START Excerpted data
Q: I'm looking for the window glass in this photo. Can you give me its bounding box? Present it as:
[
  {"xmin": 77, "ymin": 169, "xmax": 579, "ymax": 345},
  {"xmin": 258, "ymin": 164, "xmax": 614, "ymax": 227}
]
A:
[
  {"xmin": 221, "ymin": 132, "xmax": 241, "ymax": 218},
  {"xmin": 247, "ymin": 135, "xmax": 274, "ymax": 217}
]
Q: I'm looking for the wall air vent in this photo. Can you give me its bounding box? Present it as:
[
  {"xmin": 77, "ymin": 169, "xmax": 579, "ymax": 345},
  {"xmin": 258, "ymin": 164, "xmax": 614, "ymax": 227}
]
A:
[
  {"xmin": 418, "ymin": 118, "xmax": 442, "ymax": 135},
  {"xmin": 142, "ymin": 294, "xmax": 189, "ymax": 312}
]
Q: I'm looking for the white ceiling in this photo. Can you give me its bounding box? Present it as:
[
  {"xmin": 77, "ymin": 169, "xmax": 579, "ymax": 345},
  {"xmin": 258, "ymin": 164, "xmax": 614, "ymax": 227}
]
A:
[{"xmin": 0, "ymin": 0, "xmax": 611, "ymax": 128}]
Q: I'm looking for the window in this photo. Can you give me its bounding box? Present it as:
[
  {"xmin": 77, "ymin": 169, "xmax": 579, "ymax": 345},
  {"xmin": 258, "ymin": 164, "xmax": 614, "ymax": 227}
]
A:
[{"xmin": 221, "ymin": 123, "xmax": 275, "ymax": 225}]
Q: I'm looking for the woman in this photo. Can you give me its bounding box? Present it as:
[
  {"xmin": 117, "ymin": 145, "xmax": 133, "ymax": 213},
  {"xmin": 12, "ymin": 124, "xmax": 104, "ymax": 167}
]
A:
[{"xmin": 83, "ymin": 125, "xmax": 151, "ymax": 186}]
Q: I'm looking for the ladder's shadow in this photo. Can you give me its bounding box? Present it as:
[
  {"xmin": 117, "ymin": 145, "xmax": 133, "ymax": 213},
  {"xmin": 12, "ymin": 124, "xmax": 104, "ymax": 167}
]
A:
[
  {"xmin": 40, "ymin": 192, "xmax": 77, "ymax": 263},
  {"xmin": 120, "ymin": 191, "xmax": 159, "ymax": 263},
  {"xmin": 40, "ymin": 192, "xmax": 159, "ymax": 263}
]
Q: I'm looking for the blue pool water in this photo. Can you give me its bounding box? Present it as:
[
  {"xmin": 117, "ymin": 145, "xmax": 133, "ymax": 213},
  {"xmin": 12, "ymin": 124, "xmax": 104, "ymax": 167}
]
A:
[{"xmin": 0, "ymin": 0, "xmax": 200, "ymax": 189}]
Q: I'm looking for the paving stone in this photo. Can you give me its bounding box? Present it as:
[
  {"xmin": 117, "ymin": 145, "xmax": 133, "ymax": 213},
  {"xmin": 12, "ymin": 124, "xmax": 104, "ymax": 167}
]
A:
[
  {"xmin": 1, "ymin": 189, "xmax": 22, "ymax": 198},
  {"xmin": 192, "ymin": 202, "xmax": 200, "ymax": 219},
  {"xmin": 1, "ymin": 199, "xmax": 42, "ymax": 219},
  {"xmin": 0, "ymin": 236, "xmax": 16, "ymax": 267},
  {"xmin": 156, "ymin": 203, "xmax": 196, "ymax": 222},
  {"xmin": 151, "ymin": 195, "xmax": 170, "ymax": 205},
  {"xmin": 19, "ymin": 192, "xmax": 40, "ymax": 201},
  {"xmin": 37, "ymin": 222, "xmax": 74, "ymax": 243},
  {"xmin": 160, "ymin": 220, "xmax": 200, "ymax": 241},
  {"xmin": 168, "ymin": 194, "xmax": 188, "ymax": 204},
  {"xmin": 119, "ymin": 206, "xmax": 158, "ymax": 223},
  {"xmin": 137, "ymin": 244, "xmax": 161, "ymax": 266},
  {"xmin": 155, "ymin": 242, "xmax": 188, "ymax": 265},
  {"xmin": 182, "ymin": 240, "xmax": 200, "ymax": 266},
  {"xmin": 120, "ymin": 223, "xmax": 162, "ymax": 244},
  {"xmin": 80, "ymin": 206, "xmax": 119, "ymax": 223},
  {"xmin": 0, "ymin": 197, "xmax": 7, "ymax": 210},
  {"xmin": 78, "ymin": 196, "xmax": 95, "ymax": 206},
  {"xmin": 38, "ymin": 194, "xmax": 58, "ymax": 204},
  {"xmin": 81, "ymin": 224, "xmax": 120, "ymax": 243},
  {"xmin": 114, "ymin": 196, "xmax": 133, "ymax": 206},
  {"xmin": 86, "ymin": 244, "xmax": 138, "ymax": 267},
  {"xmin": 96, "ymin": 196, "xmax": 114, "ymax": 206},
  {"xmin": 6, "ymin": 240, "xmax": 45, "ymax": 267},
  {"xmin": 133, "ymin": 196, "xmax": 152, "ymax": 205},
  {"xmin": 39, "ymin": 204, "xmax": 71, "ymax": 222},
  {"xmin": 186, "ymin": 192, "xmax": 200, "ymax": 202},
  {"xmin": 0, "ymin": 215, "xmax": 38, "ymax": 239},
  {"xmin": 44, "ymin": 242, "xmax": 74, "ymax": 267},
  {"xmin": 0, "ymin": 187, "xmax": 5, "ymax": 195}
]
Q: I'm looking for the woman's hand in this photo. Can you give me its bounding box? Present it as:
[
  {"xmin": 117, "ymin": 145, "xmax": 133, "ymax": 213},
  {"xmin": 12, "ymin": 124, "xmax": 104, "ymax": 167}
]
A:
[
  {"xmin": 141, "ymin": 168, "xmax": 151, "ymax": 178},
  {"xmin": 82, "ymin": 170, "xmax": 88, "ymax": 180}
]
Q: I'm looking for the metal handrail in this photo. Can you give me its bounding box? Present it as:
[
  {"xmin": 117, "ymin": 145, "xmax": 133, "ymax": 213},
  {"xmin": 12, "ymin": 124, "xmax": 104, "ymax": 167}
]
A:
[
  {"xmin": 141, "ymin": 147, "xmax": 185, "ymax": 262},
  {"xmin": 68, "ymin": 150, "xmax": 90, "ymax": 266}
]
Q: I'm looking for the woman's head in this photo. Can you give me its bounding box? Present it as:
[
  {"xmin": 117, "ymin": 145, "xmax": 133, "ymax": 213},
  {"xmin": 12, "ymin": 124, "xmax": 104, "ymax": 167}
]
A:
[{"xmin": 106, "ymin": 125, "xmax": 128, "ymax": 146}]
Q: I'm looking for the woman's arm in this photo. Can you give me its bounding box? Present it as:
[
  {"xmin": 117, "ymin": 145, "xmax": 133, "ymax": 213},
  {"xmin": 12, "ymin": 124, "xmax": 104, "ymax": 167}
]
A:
END Excerpted data
§ Task goal:
Rewrite all the lines above, replacing every occurrence of "bounding box" with "enclosing rectangle" and leaving everything else unchanged.

§ Response to the exercise:
Q: I'm looking for the window glass in this photo. Can you give me its enclosing rectangle? Present it as:
[
  {"xmin": 77, "ymin": 169, "xmax": 579, "ymax": 345},
  {"xmin": 258, "ymin": 164, "xmax": 614, "ymax": 227}
]
A:
[
  {"xmin": 221, "ymin": 132, "xmax": 241, "ymax": 218},
  {"xmin": 247, "ymin": 135, "xmax": 274, "ymax": 217}
]
Q: I'm looking for the wall air vent in this photo. Can you give me its enclosing rectangle? Present it as:
[
  {"xmin": 77, "ymin": 169, "xmax": 579, "ymax": 345},
  {"xmin": 258, "ymin": 164, "xmax": 614, "ymax": 227}
]
A:
[
  {"xmin": 418, "ymin": 118, "xmax": 442, "ymax": 135},
  {"xmin": 142, "ymin": 294, "xmax": 189, "ymax": 312}
]
Q: I'm looking for the white ceiling in this photo. Can you give me its enclosing rectangle? Present it as:
[
  {"xmin": 77, "ymin": 169, "xmax": 579, "ymax": 345},
  {"xmin": 258, "ymin": 164, "xmax": 614, "ymax": 227}
]
A:
[{"xmin": 0, "ymin": 0, "xmax": 611, "ymax": 128}]
Q: I'm looking for the window in this photo. Can you give me its enclosing rectangle? Present it as:
[
  {"xmin": 77, "ymin": 169, "xmax": 579, "ymax": 345},
  {"xmin": 258, "ymin": 164, "xmax": 614, "ymax": 227}
]
A:
[{"xmin": 221, "ymin": 123, "xmax": 275, "ymax": 225}]
Q: I'm looking for the woman in this photo. Can you give me its enclosing rectangle? Present it as:
[
  {"xmin": 117, "ymin": 145, "xmax": 133, "ymax": 213},
  {"xmin": 12, "ymin": 124, "xmax": 104, "ymax": 167}
]
A:
[{"xmin": 83, "ymin": 125, "xmax": 151, "ymax": 186}]
Q: I'm looking for the ladder's shadow in this photo. Can you give me its enclosing rectangle? Present it as:
[
  {"xmin": 117, "ymin": 145, "xmax": 133, "ymax": 213},
  {"xmin": 12, "ymin": 124, "xmax": 104, "ymax": 167}
]
A:
[
  {"xmin": 40, "ymin": 192, "xmax": 77, "ymax": 263},
  {"xmin": 120, "ymin": 191, "xmax": 159, "ymax": 263},
  {"xmin": 40, "ymin": 192, "xmax": 159, "ymax": 263}
]
Q: I'm looking for the blue pool water in this photo. Can you give me its enclosing rectangle? Present it as:
[
  {"xmin": 117, "ymin": 145, "xmax": 133, "ymax": 213},
  {"xmin": 12, "ymin": 124, "xmax": 104, "ymax": 167}
]
A:
[{"xmin": 0, "ymin": 0, "xmax": 200, "ymax": 189}]
Q: I'm looking for the paving stone in this photo. Can you give me its enclosing rectangle? Present it as:
[
  {"xmin": 117, "ymin": 145, "xmax": 133, "ymax": 213},
  {"xmin": 12, "ymin": 124, "xmax": 104, "ymax": 167}
]
A:
[
  {"xmin": 1, "ymin": 189, "xmax": 22, "ymax": 198},
  {"xmin": 192, "ymin": 202, "xmax": 200, "ymax": 219},
  {"xmin": 1, "ymin": 199, "xmax": 42, "ymax": 219},
  {"xmin": 0, "ymin": 236, "xmax": 16, "ymax": 267},
  {"xmin": 156, "ymin": 203, "xmax": 196, "ymax": 222},
  {"xmin": 151, "ymin": 195, "xmax": 170, "ymax": 205},
  {"xmin": 19, "ymin": 192, "xmax": 40, "ymax": 201},
  {"xmin": 37, "ymin": 222, "xmax": 74, "ymax": 243},
  {"xmin": 160, "ymin": 220, "xmax": 200, "ymax": 241},
  {"xmin": 168, "ymin": 194, "xmax": 188, "ymax": 204},
  {"xmin": 119, "ymin": 206, "xmax": 158, "ymax": 223},
  {"xmin": 137, "ymin": 244, "xmax": 161, "ymax": 266},
  {"xmin": 155, "ymin": 242, "xmax": 188, "ymax": 265},
  {"xmin": 182, "ymin": 240, "xmax": 200, "ymax": 266},
  {"xmin": 120, "ymin": 223, "xmax": 162, "ymax": 244},
  {"xmin": 80, "ymin": 206, "xmax": 119, "ymax": 223},
  {"xmin": 0, "ymin": 197, "xmax": 7, "ymax": 210},
  {"xmin": 78, "ymin": 196, "xmax": 95, "ymax": 206},
  {"xmin": 38, "ymin": 194, "xmax": 58, "ymax": 204},
  {"xmin": 81, "ymin": 224, "xmax": 120, "ymax": 243},
  {"xmin": 114, "ymin": 196, "xmax": 133, "ymax": 206},
  {"xmin": 86, "ymin": 244, "xmax": 138, "ymax": 267},
  {"xmin": 96, "ymin": 196, "xmax": 114, "ymax": 206},
  {"xmin": 6, "ymin": 240, "xmax": 45, "ymax": 267},
  {"xmin": 133, "ymin": 196, "xmax": 152, "ymax": 205},
  {"xmin": 39, "ymin": 204, "xmax": 71, "ymax": 222},
  {"xmin": 186, "ymin": 192, "xmax": 200, "ymax": 202},
  {"xmin": 0, "ymin": 215, "xmax": 38, "ymax": 239},
  {"xmin": 44, "ymin": 242, "xmax": 74, "ymax": 267},
  {"xmin": 0, "ymin": 187, "xmax": 5, "ymax": 195}
]
Q: I'm looking for the woman's hand in this photo. Can you give me its enclosing rectangle? Present it as:
[
  {"xmin": 117, "ymin": 145, "xmax": 133, "ymax": 213},
  {"xmin": 12, "ymin": 124, "xmax": 104, "ymax": 167}
]
A:
[
  {"xmin": 141, "ymin": 168, "xmax": 151, "ymax": 178},
  {"xmin": 82, "ymin": 170, "xmax": 88, "ymax": 180}
]
Q: I'm looking for the metal handrail in this photo. Can you give me its enclosing rectangle? Present it as:
[
  {"xmin": 117, "ymin": 145, "xmax": 133, "ymax": 213},
  {"xmin": 12, "ymin": 124, "xmax": 104, "ymax": 167}
]
A:
[
  {"xmin": 141, "ymin": 147, "xmax": 185, "ymax": 262},
  {"xmin": 68, "ymin": 150, "xmax": 90, "ymax": 266}
]
Q: I'm looking for the woman's head in this photo. Can you give me its enclosing rectangle? Present it as:
[
  {"xmin": 117, "ymin": 145, "xmax": 133, "ymax": 213},
  {"xmin": 12, "ymin": 124, "xmax": 104, "ymax": 167}
]
A:
[{"xmin": 106, "ymin": 125, "xmax": 128, "ymax": 146}]
Q: I'm looking for the woman's arm in this photo. Can you give me its enclosing rectangle? Present it as:
[
  {"xmin": 117, "ymin": 145, "xmax": 133, "ymax": 213},
  {"xmin": 12, "ymin": 124, "xmax": 104, "ymax": 167}
]
A:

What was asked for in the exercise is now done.